La spesa totale al netto degli interessi rappresenta il 46,7% del Pil mentre la spesa corrente, come detto, rappresenta l’84% della spesa totale e la spesa per investimenti arriva al 16% del Pil, mostrando la mancata attenzione alla manutenzione degli investimenti e alle strutture pubbliche, con tutti i danni ambientali che vediamo di continuo.

L’uso della spesa corrente è il frutto della finanziarizzazione dell’economia reale che ha colpito in primis gli Usa (che sono arrivati a un debito non più controllabile di 37mila miliardi di dollari) e sta minando la ripresa del Paese, alla disperata ricerca di ridurre le spese e di aumentare le entrate fiscali con l’introduzione di dazi che peggiorano l’andamento dei consumi e la stabilità sociale.

Tutti i Paesi occidentali illusi dalla finanza si sono esposti a una crescita del debito pubblico che ha finito per drogare la crescita e indebolire i sistemi di welfare; il budget di riduzione della spesa pubblica negli Usa sembra dovere toccare i 9mila miliardi di dollari, come emerge dai primi documenti non ufficiali dell’istituzione del Doge guidato da Elon Musk.

L’andamento della spesa corrente e la mancanza di spesa per investimenti sono il frutto di una politica debole che nel tempo è andata peggiorando. La politica ha usato la spesa corrente per creare un consenso, ma ora la spesa corrente è diventata una bolla che rischia di esplodere in conflitti sociali, perché ha favorito il diffondersi di modelli di vita e di consumo che non sono più replicabili; quindi la sua riduzione rischia di essere una bolla sociale esplosiva.

I BRICS (Brasile, Russia, India, Cina e Sudafrica), unitamente ai nuovi Paesi aggregati, rappresentano il 46% della popolazione globale e intendono promuovere un sistema di scambi antagonista al dollaro, con un processo già avviato di dedollarizzazione. A oggi il loro Pil è superiore a quello del G7. L’unione di questi Paesi è la manifestazione più evidente di come gli equilibri geopolitici stiano cambiando a nostro sfavore.

La corsa ad aggiudicarsi anche una piccola parte delle risorse ha favorito il formarsi di un potere della burocrazia non più sottoposto a controllo, che diventa imperante in mancanza di chiare aree di responsabilità e di fatto gestisce la cosa pubblica.

**Elenco delle voci:**
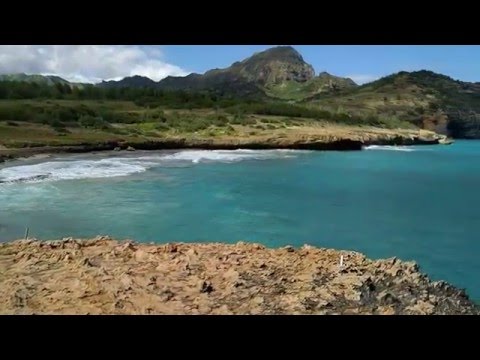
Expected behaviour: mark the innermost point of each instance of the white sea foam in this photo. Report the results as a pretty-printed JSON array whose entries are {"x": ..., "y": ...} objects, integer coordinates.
[
  {"x": 124, "y": 166},
  {"x": 390, "y": 148}
]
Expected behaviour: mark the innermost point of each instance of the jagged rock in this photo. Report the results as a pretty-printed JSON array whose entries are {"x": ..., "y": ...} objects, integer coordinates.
[
  {"x": 140, "y": 278},
  {"x": 206, "y": 287}
]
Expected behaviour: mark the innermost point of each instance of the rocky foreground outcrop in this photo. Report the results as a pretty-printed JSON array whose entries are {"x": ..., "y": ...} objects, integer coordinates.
[{"x": 104, "y": 276}]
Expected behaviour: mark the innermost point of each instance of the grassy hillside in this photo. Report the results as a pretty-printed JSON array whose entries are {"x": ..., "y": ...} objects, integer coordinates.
[
  {"x": 25, "y": 123},
  {"x": 423, "y": 98}
]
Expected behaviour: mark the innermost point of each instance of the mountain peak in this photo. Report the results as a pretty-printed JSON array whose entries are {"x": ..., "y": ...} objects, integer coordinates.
[{"x": 274, "y": 66}]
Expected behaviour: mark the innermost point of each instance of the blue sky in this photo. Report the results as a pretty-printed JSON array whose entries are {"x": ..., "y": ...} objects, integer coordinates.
[{"x": 363, "y": 63}]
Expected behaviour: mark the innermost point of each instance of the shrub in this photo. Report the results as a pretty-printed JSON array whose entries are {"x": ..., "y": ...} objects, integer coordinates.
[{"x": 88, "y": 121}]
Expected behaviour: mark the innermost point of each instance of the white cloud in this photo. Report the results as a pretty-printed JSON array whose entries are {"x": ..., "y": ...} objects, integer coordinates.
[
  {"x": 87, "y": 63},
  {"x": 363, "y": 78}
]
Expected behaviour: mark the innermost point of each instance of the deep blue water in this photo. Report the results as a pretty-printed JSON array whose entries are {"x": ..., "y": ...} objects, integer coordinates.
[{"x": 418, "y": 203}]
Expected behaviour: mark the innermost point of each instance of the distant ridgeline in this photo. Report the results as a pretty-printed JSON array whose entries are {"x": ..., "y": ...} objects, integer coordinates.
[{"x": 280, "y": 78}]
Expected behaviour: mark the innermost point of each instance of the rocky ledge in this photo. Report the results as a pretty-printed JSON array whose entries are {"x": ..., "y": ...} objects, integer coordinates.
[
  {"x": 105, "y": 276},
  {"x": 316, "y": 138}
]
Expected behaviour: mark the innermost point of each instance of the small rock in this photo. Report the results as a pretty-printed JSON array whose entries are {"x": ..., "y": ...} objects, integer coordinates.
[
  {"x": 387, "y": 298},
  {"x": 167, "y": 295},
  {"x": 172, "y": 248},
  {"x": 258, "y": 300},
  {"x": 206, "y": 287}
]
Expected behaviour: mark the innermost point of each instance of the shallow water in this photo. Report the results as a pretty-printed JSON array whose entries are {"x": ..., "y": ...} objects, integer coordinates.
[{"x": 416, "y": 203}]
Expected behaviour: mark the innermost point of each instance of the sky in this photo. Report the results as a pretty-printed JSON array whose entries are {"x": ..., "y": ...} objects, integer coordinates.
[{"x": 362, "y": 63}]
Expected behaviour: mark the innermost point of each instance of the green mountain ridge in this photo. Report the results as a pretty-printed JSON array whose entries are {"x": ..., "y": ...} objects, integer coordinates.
[
  {"x": 423, "y": 98},
  {"x": 279, "y": 72}
]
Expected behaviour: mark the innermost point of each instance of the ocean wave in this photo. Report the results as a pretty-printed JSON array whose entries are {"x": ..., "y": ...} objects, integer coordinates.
[
  {"x": 124, "y": 166},
  {"x": 390, "y": 148}
]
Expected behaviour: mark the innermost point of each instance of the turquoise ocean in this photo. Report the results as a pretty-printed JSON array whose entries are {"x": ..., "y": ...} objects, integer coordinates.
[{"x": 416, "y": 203}]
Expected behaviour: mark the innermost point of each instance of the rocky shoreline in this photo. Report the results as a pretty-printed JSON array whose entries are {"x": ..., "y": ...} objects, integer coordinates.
[
  {"x": 105, "y": 276},
  {"x": 326, "y": 143}
]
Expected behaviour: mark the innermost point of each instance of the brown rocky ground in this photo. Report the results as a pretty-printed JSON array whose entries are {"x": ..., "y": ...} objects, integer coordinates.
[
  {"x": 104, "y": 276},
  {"x": 315, "y": 136}
]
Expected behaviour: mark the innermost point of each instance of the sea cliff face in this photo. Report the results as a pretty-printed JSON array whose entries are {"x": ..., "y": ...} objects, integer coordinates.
[
  {"x": 105, "y": 276},
  {"x": 337, "y": 138}
]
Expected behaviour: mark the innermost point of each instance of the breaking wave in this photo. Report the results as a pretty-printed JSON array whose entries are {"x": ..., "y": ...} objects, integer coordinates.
[{"x": 124, "y": 166}]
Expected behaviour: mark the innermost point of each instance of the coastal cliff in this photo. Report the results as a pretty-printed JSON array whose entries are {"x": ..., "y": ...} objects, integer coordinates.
[
  {"x": 331, "y": 137},
  {"x": 105, "y": 276}
]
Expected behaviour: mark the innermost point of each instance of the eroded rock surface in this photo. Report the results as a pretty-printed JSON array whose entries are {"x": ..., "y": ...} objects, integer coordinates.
[{"x": 105, "y": 276}]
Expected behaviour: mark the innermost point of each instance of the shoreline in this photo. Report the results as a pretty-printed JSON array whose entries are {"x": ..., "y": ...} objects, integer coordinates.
[
  {"x": 107, "y": 276},
  {"x": 329, "y": 144}
]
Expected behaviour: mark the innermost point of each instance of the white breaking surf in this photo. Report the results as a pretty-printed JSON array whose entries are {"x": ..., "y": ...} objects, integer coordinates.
[{"x": 124, "y": 166}]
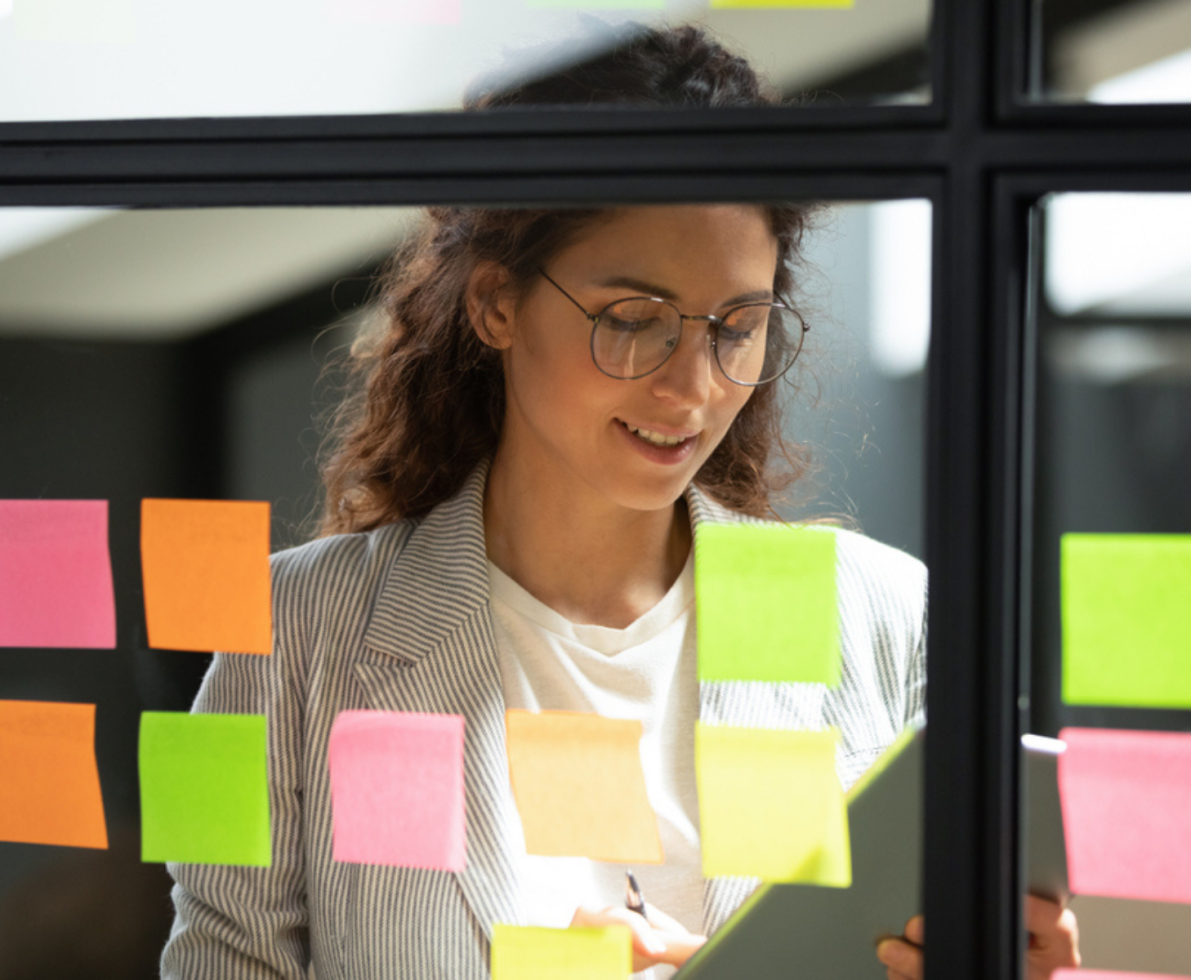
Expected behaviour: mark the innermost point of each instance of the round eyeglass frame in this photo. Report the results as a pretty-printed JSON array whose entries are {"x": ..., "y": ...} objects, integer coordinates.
[{"x": 714, "y": 322}]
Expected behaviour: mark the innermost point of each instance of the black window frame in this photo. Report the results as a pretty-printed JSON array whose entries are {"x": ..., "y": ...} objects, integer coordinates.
[{"x": 983, "y": 154}]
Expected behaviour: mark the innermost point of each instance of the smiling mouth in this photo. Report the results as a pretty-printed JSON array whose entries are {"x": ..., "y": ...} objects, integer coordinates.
[{"x": 655, "y": 438}]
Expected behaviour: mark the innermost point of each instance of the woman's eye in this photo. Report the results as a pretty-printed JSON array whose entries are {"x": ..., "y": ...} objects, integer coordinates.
[
  {"x": 629, "y": 325},
  {"x": 736, "y": 335}
]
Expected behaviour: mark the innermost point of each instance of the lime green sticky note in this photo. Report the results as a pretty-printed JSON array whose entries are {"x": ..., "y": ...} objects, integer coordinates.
[
  {"x": 204, "y": 791},
  {"x": 1127, "y": 619},
  {"x": 535, "y": 953},
  {"x": 771, "y": 805},
  {"x": 766, "y": 604},
  {"x": 771, "y": 4}
]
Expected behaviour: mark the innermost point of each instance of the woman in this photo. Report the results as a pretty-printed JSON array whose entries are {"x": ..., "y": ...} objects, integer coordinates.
[{"x": 557, "y": 399}]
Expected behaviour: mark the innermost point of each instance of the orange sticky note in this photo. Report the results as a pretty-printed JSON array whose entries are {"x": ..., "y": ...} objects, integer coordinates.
[
  {"x": 49, "y": 788},
  {"x": 206, "y": 575},
  {"x": 580, "y": 787}
]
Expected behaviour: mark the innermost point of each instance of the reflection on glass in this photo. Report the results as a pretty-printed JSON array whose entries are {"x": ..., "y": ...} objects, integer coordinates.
[
  {"x": 1110, "y": 548},
  {"x": 79, "y": 60},
  {"x": 1129, "y": 51},
  {"x": 179, "y": 353}
]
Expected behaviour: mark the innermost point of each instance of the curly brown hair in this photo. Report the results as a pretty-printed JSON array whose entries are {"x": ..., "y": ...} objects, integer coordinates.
[{"x": 429, "y": 394}]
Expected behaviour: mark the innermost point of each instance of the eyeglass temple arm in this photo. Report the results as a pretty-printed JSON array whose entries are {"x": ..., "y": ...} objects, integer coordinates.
[{"x": 591, "y": 317}]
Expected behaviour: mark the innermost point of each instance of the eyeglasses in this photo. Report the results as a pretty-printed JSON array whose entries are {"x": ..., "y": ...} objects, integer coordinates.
[{"x": 754, "y": 343}]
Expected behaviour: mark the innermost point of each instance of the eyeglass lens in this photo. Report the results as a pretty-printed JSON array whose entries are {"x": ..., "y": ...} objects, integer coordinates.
[{"x": 754, "y": 344}]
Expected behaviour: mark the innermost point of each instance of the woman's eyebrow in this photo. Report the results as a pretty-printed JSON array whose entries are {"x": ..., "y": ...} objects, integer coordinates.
[{"x": 652, "y": 289}]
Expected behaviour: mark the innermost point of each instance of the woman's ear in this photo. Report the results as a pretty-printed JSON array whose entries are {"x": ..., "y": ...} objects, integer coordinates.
[{"x": 491, "y": 304}]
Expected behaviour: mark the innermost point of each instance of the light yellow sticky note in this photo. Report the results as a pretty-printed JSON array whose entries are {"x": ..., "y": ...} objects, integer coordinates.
[
  {"x": 535, "y": 953},
  {"x": 111, "y": 22},
  {"x": 580, "y": 788},
  {"x": 771, "y": 4},
  {"x": 771, "y": 805}
]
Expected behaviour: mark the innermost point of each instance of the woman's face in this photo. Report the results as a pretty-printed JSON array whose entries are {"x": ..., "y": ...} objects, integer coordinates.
[{"x": 638, "y": 443}]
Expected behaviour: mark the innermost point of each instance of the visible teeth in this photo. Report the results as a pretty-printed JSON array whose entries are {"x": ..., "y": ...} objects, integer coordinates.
[{"x": 655, "y": 438}]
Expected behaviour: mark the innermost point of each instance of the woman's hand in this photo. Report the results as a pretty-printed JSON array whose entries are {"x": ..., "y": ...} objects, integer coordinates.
[
  {"x": 1053, "y": 943},
  {"x": 656, "y": 940}
]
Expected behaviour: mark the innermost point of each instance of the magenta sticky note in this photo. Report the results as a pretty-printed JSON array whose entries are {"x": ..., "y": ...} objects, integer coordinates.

**Consegna:** Stabilisci se ogni affermazione concorda con il brano sulla spesa pubblica, rispondendo sì o no e citando le parole del brano che lo decidono. (a) La spesa corrente rappresenta l'84% della spesa totale. (b) Il Pil dei BRICS è inferiore a quello del G7. (c) Gli Usa hanno raggiunto un debito di 37mila miliardi di dollari. Le voci non hanno alcun ruolo in questo esercizio.

**Soluzione:**
(a) Sì: «la spesa corrente, come detto, rappresenta l’84% della spesa totale».
(b) No: «A oggi il loro Pil è superiore a quello del G7.»
(c) Sì: «che sono arrivati a un debito non più controllabile di 37mila miliardi di dollari».